Document segment –
==*==
I took a flight to a meeting in Florida this week. Sitting on the plane I experienced what seemed like a new feature of the plane. The TV screen in front of me was on when I sat down. During the pre-flight stage of the journey I could see a number of programs. Every few minutes it invited me to swipe my credit card to enjoy a movie or a range of additional channels. Once the plane took off, a very limited selection was available without paying that $8 fee. That was fine, because I wanted to get some work done. I tried to get rid of the distracting light of the screen but discovered that there was no off switch. I found volume, brightness, channels and a select button but nothing that would simply make the flickering screen before me go away. I opened my laptop and began to work but was irritated, even a bit angered, by the situation the airline created for me. Who were they to insist that a small video display fill my space through the duration of my flight?
About 30 minutes into the flight I realized that a couple of people around me figured out how to make their screen go dark. When the flight attendant came by with the drink cart, I asked for a tutorial. (In case you have this problem, press the brightness button on the left until the picture disappears.) Finally my screen went dark, and I could work undistracted. Feeling blissfully in control again, I got busy with my tasks. But before I knew it, the screen was back on, this time with an advertisement for a hotel chain. This happened a couple of times. I’d turn the TV off and a few minutes later, the advertisement was in my face. Worst of all, there was no way to turn the commercial off. It had to be endured. A small thing but so irritating. The airline apparently felt that the money they received for the ad was of greater value than the customer’s desire to control his or her video display.
I have been thinking about that experience today along with a series I am preaching on race in January. Many of us have real control over where and when we think about issues of race. If you are white, you have the privilege of confining conversations of race to the books you read or choose not to read, the topics you discuss or avoid, the choice of pursuing an account in the news or looking for something different to occupy your interest. The high level of frustration I felt with the lack of an off switch on that plane correlates to the high volume of time I, as a white male, have had control in my life. My background and access to education, security, travel and numerous other good things in life have conditioned me to feel independent and in control. More than that, I feel that I have earned control. I deserve control. Much of this is the fruit of being born white in America.
==*==
Data section –
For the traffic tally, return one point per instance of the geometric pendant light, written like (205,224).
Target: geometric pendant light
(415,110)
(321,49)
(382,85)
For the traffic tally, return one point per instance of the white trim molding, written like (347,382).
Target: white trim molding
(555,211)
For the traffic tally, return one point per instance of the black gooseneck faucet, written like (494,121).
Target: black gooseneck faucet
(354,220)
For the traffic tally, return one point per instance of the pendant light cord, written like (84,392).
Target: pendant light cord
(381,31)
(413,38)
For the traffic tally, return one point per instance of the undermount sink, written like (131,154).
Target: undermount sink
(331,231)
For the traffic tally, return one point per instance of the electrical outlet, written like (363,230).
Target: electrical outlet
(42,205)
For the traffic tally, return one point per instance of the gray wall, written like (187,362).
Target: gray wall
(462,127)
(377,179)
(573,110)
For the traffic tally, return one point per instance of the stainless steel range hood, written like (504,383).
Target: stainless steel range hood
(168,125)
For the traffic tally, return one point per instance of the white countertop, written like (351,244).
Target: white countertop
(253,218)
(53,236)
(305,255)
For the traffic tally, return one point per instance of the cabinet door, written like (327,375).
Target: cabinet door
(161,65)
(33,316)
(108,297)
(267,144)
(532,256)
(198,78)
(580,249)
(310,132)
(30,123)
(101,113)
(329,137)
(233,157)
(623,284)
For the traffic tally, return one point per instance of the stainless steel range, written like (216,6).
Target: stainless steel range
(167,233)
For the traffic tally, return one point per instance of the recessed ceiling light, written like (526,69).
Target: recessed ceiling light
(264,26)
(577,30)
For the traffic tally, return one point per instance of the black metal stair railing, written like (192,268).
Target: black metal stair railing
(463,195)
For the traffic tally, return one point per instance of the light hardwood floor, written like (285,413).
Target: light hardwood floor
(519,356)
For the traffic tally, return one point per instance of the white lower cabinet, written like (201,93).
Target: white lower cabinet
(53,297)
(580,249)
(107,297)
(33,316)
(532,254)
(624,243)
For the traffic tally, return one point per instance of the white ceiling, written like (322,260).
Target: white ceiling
==*==
Objectives –
- a) In the essay about the airplane screen, how does the writer finally make the screen go dark?
- b) Sum up the essay about the airplane screen in two sentences.
- c) Carry the essay about the airplane screen forward from its final sentence.
The rows come from a separate source.

Per-task outputs –
- a) By pressing the brightness button on the left until the picture disappears.

- b) On a flight to Florida, the writer found no off switch on the seatback screen, and even after learning to darken it with the brightness button, a hotel advertisement kept coming back on. Thinking about this while preparing a sermon series on race, the writer reflects that, as a white male in America, he has been conditioned to feel in control, including over when and where he engages with issues of race.

- c)
As I have studied the history, sociology and economics of race and engaged in conversations with others of diverse backgrounds, I have found that most people of other ethnicities don’t have the same access to the off switch of race that I enjoy as a person of European descent. It is constantly in their face. It is in the dangerous neighborhoods where they grow up, the low-functioning schools to which they are assigned and the historical economic factors that have shaped their experience of America. Every day these issues and a host of others are in their face, including how others see them, the names assigned to them, the jokes that are shared, the fear others carry when they encounter them on the sidewalk or the discomfort some feel when the elevator door closes.
No off button can be found in their lives. Matters of race are always flickering brightly, inches away.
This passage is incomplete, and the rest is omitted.